Now I would just need to write a loop to visit each of these urls, extract the information I'm interested in, and put the result in a dataframe. As a courtesy, you probably should also try to limit the frequency of your requests. A simple way to do this is to put a `time.sleep()` function inside your loop, which will cause it to pause for a number of seconds after each iteration.

In the interest of speeding things along, I'm just going to grab the first 5 urls here, but ideally we would want to capture everything and then store it somewhere


In [None]:
import time
for i in range(5):
    # visit url i
    req = get(articles['url'][i])
    # extract the html
    article= BeautifulSoup(req.content)
    # get the headline and place it in row i
    articles.loc[i, "headline"] = ' '.join([str(i.get_text()) for i in article.select("h1.Page-headline")])
    # get the text and place it in row i 
    articles.loc[i, "article_text"] = ' '.join([str(i.get_text()) for i in article.select(".Page-storyBody p")])
    # pause for one second after each iteration of the loop:
    time.sleep(1)

**INFORMATION GIVEN**
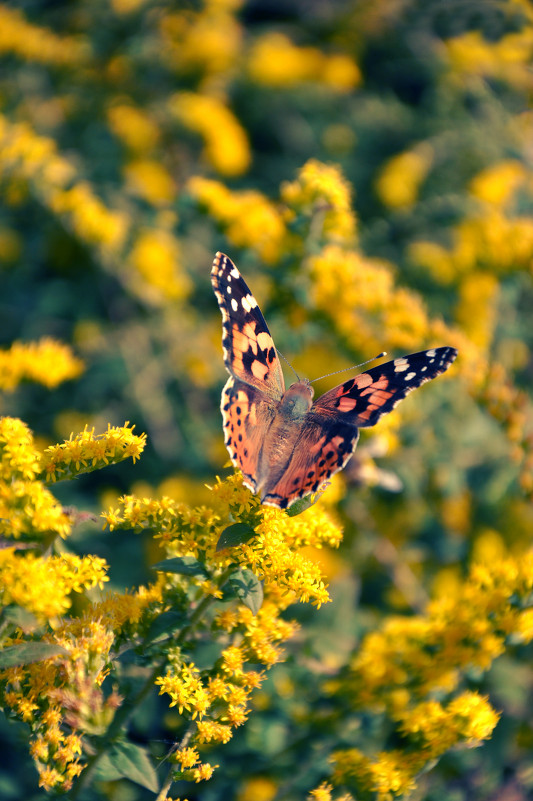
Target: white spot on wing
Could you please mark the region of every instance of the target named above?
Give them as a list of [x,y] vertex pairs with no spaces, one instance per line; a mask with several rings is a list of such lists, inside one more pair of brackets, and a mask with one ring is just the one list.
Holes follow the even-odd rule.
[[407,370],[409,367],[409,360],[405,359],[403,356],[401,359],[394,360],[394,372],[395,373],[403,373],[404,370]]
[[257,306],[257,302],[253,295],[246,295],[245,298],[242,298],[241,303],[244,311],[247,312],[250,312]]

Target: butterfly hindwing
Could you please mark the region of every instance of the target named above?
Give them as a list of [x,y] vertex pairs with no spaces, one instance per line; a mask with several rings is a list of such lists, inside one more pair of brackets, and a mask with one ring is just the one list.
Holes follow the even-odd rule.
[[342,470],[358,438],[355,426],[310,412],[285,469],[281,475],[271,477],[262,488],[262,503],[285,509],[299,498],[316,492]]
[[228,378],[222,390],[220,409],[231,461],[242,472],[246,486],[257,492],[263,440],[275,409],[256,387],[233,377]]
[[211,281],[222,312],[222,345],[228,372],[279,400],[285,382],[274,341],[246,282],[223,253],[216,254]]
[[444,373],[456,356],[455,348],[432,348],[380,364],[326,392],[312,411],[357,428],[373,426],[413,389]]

...

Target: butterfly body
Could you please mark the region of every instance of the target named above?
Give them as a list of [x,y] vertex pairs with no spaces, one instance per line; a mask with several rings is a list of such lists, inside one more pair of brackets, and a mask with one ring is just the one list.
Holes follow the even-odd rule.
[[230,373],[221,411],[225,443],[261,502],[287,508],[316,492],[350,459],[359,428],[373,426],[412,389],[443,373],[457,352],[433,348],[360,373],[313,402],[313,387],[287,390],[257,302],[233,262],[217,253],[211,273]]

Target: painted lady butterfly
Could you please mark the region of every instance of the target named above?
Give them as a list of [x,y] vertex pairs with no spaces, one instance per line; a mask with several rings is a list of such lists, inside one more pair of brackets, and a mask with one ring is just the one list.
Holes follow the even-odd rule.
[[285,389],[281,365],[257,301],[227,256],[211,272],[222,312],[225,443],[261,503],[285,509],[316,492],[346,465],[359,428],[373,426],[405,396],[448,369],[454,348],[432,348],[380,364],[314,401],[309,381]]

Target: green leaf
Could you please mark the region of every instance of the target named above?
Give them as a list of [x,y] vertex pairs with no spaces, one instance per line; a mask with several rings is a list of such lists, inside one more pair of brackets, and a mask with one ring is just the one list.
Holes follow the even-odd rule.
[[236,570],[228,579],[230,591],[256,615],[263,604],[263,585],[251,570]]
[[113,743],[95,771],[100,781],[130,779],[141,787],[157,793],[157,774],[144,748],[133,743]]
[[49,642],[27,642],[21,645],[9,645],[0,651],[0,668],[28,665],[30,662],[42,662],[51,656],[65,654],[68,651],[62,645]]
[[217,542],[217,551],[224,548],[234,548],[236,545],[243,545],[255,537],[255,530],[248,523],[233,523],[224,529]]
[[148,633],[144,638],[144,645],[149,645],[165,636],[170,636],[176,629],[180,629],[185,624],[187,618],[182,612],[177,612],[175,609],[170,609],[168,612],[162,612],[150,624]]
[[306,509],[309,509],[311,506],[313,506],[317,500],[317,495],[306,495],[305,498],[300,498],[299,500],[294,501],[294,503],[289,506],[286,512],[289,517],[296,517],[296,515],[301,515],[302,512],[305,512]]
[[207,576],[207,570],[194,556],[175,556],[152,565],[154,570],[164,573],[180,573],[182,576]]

---

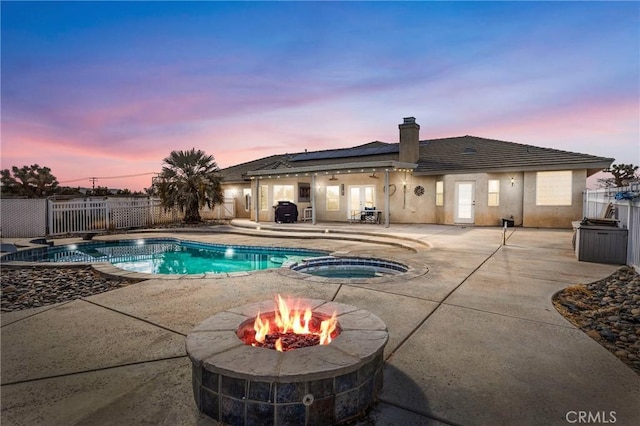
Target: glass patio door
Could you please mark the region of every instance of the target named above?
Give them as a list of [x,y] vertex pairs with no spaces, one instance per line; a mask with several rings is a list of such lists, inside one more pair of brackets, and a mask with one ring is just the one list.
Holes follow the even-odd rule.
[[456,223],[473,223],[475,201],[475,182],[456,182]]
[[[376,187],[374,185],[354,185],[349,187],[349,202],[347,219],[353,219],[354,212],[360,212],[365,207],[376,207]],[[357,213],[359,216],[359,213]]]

**WORK REQUIRED**
Retype the web-scraping text verbatim, starting with "# get the headline" and going on through "time.sleep(1)".

**ANSWER TO THIS EXERCISE**
# get the headline and place it in row i
    articles.loc[i, "headline"] = ' '.join([str(i.get_text()) for i in article.select("h1.Page-headline")])
    # get the text and place it in row i 
    articles.loc[i, "article_text"] = ' '.join([str(i.get_text()) for i in article.select(".Page-storyBody p")])
    # pause for one second after each iteration of the loop:
    time.sleep(1)